_EXERCISE_. Copy out each line of the listing below that contains the word "interior".

_DATA SUPPLIED_.
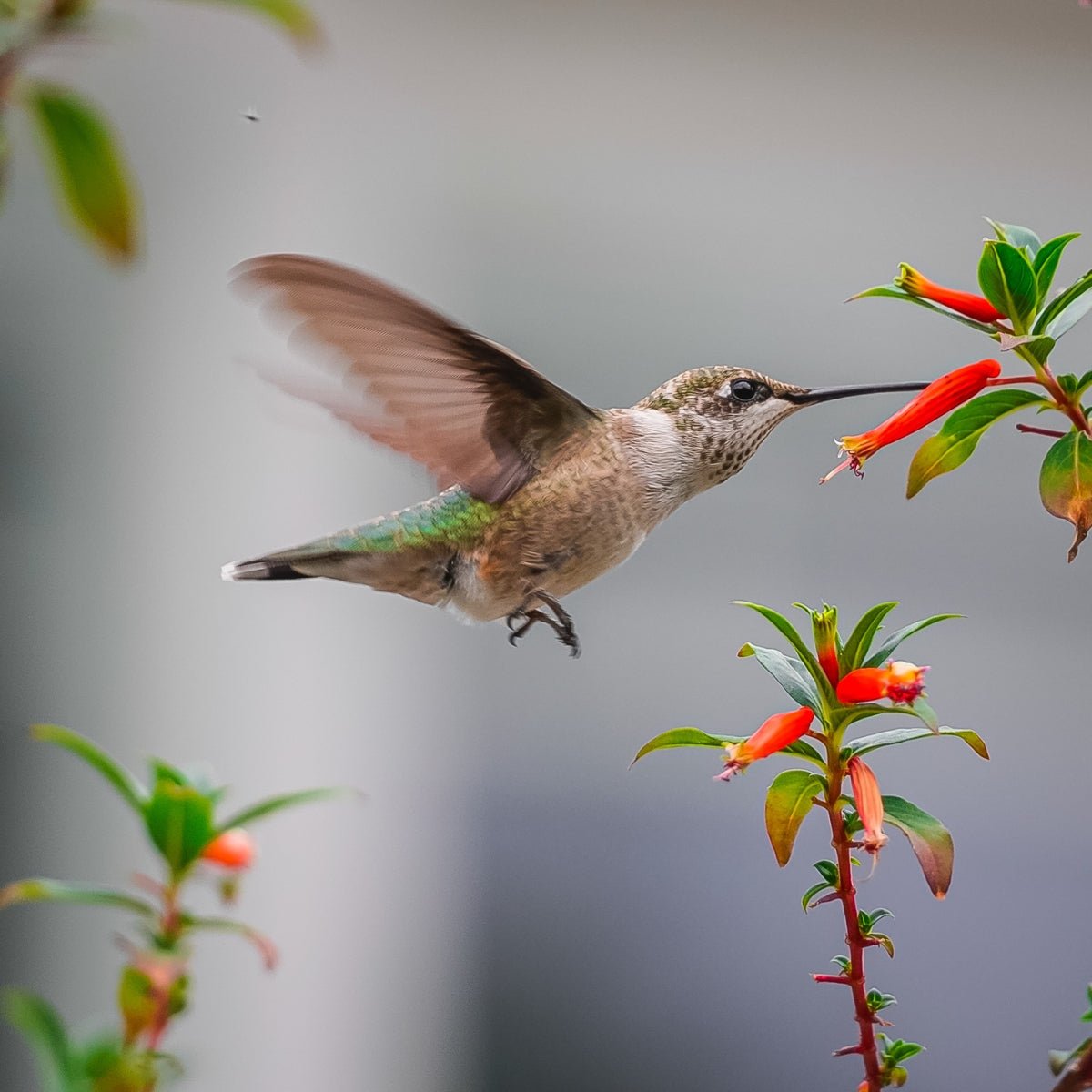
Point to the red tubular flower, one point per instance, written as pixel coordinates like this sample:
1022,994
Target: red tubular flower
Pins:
869,804
939,398
962,303
775,733
900,681
233,850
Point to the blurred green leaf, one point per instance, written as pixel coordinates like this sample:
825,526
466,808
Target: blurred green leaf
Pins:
890,292
1046,261
274,804
86,163
791,674
1016,236
678,737
125,784
1065,484
960,434
893,738
43,1027
861,640
787,802
288,15
43,890
266,947
789,632
1008,282
887,649
179,824
928,838
1067,309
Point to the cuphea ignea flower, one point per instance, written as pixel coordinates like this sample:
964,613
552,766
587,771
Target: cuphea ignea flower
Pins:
775,733
869,804
233,850
964,303
900,681
939,398
824,626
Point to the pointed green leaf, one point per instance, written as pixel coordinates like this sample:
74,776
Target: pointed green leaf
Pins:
274,804
866,743
125,784
789,632
43,1027
890,292
92,177
1016,236
1065,484
884,653
1046,261
791,674
266,947
179,824
288,15
678,737
960,434
861,640
787,802
1008,282
928,838
1067,309
43,890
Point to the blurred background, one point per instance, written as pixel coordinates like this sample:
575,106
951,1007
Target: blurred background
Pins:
617,191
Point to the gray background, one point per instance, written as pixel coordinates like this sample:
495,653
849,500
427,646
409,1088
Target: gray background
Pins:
618,191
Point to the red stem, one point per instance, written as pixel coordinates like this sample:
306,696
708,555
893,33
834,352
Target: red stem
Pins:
854,940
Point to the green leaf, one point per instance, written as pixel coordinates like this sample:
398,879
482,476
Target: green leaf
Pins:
861,640
928,838
1067,309
1065,484
1008,282
1046,261
678,737
960,434
274,804
812,893
266,947
890,292
125,784
787,802
179,824
884,653
893,738
43,1027
43,890
90,172
787,631
791,674
288,15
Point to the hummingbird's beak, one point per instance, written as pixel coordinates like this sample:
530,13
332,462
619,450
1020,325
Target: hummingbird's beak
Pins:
829,393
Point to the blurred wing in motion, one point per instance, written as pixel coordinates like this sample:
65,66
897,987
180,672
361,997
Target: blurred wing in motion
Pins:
467,409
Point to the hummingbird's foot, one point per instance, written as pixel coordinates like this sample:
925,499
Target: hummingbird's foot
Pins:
525,615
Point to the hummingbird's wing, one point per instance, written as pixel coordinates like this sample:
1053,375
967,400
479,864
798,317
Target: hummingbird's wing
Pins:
467,409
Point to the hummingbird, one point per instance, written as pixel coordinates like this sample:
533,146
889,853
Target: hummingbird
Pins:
540,494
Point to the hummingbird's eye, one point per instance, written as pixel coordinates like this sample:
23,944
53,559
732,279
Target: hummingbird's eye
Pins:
747,390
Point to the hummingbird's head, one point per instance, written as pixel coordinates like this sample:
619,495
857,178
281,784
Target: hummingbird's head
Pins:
723,414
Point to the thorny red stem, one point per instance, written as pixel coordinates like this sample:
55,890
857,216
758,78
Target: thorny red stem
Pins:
854,940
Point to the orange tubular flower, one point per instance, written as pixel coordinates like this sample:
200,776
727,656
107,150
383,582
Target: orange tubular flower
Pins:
962,303
901,682
233,850
775,733
869,804
939,398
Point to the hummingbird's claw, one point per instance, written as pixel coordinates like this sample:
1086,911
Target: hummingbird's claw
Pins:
525,615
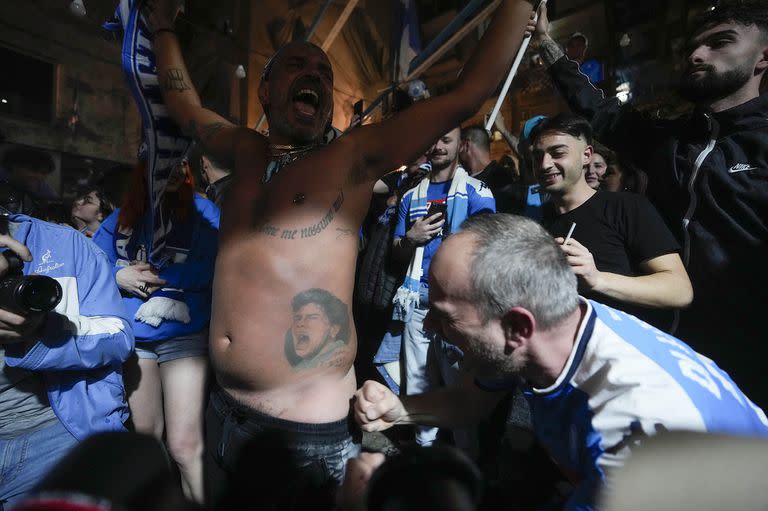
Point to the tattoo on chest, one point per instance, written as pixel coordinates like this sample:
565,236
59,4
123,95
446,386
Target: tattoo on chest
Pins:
320,331
266,227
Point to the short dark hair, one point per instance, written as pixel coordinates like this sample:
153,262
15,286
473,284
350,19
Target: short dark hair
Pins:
334,308
742,12
477,135
569,124
106,205
28,157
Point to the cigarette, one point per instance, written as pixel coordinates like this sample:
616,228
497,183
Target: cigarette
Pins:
570,232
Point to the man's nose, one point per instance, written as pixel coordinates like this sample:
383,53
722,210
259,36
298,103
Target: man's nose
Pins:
698,55
431,324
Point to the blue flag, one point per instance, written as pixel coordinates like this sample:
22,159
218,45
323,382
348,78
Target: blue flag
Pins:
163,145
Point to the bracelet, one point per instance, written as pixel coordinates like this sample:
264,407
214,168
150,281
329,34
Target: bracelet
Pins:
172,31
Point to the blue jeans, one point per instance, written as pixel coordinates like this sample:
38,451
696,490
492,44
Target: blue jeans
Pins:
25,459
281,464
417,378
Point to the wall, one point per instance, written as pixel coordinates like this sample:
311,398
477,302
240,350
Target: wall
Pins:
108,126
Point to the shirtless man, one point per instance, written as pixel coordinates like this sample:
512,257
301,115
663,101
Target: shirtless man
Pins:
286,232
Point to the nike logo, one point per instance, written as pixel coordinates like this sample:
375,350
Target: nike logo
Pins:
741,167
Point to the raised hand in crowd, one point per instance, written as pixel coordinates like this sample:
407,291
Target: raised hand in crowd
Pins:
139,279
582,262
538,27
376,407
424,229
352,495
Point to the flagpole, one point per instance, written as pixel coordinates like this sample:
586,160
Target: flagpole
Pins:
512,73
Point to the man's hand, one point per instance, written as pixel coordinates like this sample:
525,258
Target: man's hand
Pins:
161,14
539,28
13,327
16,328
376,407
582,263
498,122
424,229
139,279
351,496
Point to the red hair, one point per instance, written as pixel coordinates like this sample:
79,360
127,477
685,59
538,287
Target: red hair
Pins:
179,203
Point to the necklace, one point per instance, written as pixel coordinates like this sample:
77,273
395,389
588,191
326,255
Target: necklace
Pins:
282,155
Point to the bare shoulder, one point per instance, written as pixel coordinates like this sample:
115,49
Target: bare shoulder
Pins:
351,147
249,143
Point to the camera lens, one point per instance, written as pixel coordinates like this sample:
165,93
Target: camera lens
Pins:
40,293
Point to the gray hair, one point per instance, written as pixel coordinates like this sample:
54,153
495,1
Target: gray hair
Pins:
516,263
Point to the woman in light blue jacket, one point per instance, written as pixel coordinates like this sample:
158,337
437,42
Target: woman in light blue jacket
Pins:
171,308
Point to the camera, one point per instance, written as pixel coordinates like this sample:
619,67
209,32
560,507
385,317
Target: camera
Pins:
24,294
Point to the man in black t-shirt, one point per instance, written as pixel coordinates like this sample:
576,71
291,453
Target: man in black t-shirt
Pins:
621,250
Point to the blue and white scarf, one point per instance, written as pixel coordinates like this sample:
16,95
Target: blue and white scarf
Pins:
163,145
407,296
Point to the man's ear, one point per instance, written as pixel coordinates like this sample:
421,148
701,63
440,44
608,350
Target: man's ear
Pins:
518,325
762,64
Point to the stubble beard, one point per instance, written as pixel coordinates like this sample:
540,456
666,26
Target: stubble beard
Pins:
713,86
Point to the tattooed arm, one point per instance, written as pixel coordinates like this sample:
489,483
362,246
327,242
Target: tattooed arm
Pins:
216,135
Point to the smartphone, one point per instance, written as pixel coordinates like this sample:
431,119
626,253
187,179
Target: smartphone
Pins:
437,207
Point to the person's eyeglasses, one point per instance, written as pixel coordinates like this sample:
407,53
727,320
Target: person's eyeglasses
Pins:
87,200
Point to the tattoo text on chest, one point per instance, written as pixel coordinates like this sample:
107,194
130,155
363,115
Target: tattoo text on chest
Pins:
304,232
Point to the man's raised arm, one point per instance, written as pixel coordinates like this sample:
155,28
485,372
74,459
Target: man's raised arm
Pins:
212,131
403,137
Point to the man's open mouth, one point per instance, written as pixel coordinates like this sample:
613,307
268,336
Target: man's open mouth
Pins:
306,101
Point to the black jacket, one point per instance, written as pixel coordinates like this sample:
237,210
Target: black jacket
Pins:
709,179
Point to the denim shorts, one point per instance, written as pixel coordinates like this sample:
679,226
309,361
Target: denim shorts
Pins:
285,464
186,346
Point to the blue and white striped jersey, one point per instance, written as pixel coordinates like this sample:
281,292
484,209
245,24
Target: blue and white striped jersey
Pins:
626,380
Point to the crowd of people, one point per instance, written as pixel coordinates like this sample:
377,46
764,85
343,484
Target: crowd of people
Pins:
532,320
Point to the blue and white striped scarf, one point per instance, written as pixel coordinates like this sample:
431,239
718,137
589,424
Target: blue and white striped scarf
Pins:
407,296
163,144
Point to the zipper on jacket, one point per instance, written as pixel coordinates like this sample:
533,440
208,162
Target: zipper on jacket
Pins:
714,128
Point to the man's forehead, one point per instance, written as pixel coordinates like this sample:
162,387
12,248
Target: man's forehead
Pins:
556,138
301,49
453,134
716,28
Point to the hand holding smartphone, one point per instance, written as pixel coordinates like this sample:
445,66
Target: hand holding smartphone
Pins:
435,208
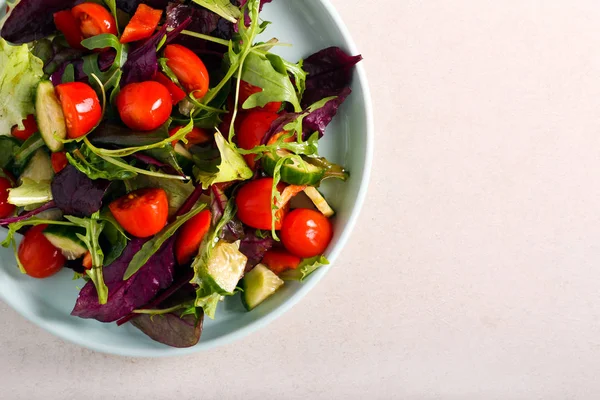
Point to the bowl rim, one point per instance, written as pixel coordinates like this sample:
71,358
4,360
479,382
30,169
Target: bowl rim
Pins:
263,321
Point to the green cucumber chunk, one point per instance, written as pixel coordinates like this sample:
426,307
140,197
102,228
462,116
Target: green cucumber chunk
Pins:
65,239
258,285
50,117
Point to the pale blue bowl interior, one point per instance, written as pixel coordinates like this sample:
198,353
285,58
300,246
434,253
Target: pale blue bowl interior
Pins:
309,25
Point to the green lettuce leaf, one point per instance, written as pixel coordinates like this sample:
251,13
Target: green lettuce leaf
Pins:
20,73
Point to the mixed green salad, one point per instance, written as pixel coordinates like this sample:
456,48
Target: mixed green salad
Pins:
164,154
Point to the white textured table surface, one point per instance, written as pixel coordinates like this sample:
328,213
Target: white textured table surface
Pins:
473,272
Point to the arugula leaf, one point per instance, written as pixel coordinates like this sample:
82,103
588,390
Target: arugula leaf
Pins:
268,72
306,267
222,8
154,244
20,73
231,168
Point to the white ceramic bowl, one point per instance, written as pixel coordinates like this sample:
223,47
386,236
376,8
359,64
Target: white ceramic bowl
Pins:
309,25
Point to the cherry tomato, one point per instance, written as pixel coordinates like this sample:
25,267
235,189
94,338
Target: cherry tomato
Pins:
59,161
142,25
247,90
188,68
94,19
253,130
280,261
176,93
190,237
30,127
306,233
196,136
81,107
38,256
143,212
144,106
6,209
254,204
69,26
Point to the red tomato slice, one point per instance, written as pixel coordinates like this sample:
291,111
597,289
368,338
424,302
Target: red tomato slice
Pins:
30,127
6,209
143,212
190,237
142,25
252,130
254,204
81,107
94,19
247,90
176,93
59,161
280,261
188,68
144,106
38,256
69,26
306,233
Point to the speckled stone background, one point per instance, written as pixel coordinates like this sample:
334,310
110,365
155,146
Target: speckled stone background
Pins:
473,272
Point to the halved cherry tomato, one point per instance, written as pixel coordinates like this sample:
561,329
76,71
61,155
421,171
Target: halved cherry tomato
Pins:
69,26
176,93
188,68
94,19
144,106
254,204
59,161
142,25
196,136
6,209
252,131
30,127
247,90
38,256
306,233
81,107
190,237
143,212
280,261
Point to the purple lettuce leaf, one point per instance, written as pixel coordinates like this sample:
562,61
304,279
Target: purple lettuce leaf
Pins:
329,73
126,296
31,20
255,247
76,194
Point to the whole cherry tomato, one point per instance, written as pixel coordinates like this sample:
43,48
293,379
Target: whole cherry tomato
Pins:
6,209
306,233
142,25
94,19
190,237
59,161
188,68
254,204
38,256
144,106
196,136
252,130
280,261
143,212
81,107
247,90
29,128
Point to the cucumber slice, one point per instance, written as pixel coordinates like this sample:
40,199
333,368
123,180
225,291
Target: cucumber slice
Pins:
65,238
258,285
39,168
50,117
319,201
292,172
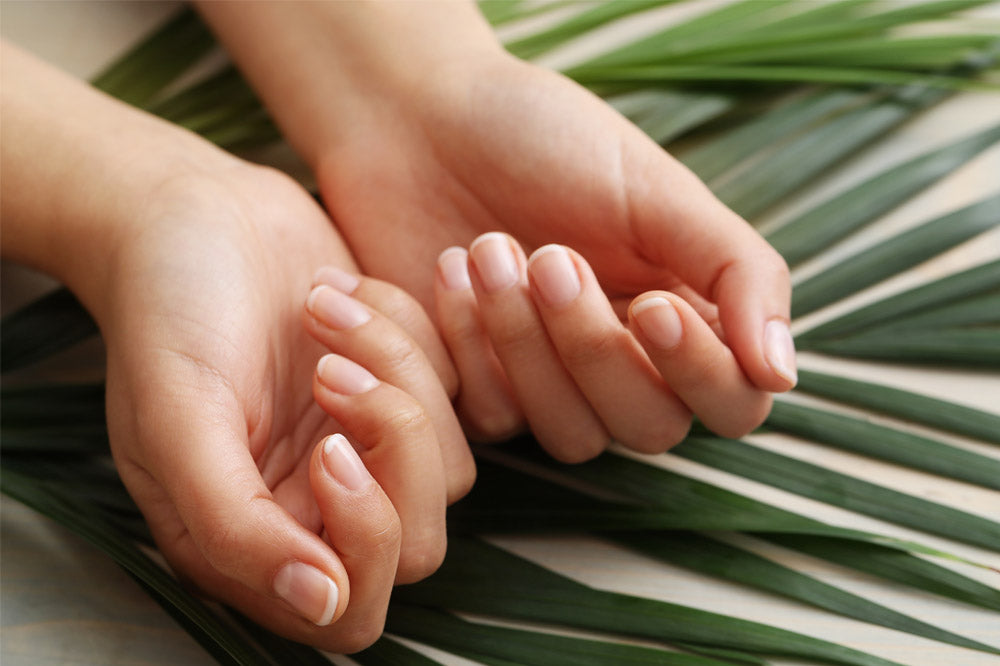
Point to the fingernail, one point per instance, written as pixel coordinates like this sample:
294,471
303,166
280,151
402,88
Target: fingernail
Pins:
779,350
343,463
659,322
339,279
554,274
454,266
336,310
309,591
342,375
495,262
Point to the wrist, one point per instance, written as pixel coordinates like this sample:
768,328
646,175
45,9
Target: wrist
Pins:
79,171
329,71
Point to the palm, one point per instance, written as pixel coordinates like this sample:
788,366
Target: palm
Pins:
221,341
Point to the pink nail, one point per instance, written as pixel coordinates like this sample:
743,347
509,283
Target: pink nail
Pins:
495,262
338,279
454,266
335,309
779,350
343,463
659,322
344,376
554,274
309,591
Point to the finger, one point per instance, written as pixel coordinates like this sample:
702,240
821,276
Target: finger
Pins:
607,363
233,540
485,400
681,224
350,328
559,414
401,308
697,365
399,447
363,528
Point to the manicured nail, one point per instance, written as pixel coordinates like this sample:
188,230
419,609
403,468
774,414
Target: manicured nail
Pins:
554,275
779,350
495,262
454,266
344,376
343,463
336,310
659,322
339,279
309,591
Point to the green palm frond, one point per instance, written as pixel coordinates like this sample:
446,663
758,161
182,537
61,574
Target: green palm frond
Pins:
698,85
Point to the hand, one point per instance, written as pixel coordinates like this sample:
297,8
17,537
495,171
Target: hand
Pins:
507,146
575,371
424,134
214,428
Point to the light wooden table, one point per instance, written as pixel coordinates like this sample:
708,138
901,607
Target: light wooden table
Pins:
65,603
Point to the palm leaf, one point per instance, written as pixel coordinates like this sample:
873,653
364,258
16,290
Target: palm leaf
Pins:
884,443
762,145
841,490
903,404
895,255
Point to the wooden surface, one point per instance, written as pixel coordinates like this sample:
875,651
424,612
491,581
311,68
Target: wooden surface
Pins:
63,602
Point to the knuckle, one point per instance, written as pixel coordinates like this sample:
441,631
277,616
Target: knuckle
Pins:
744,421
515,337
461,482
595,349
402,355
420,560
359,635
661,437
582,450
408,422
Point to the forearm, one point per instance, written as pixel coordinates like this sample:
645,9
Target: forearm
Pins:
77,166
326,69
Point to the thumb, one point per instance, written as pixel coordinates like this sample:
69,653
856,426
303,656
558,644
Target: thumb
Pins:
363,528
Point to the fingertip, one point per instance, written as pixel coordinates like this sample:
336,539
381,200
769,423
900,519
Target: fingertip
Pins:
658,320
453,269
310,592
779,352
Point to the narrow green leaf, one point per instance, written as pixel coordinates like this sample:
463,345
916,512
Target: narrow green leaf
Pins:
54,404
715,558
553,497
467,581
982,310
895,255
843,213
660,74
903,404
974,347
387,652
885,443
593,17
881,52
841,490
802,158
44,327
492,644
718,155
969,283
218,637
666,114
893,564
138,75
709,27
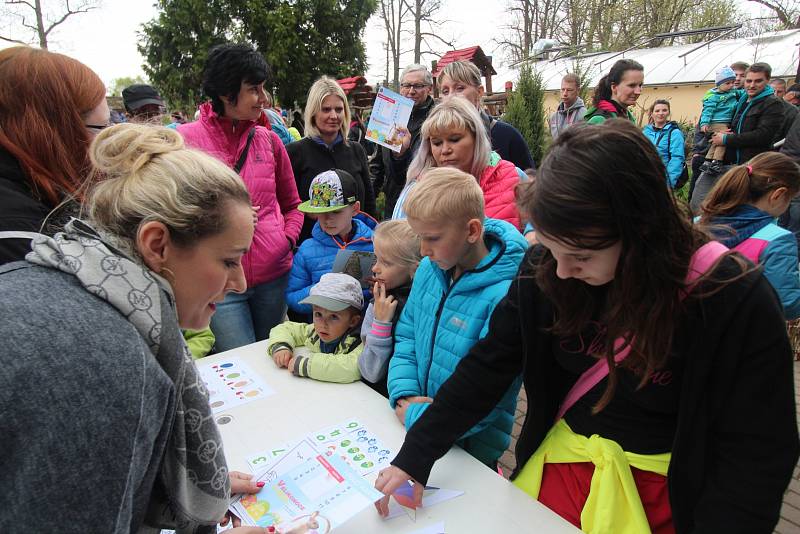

_FINISHED TASK_.
Point to the pale blue bowl interior, one point per instance, written as pixel coordinates like this sample:
Target: pale blue bowl interior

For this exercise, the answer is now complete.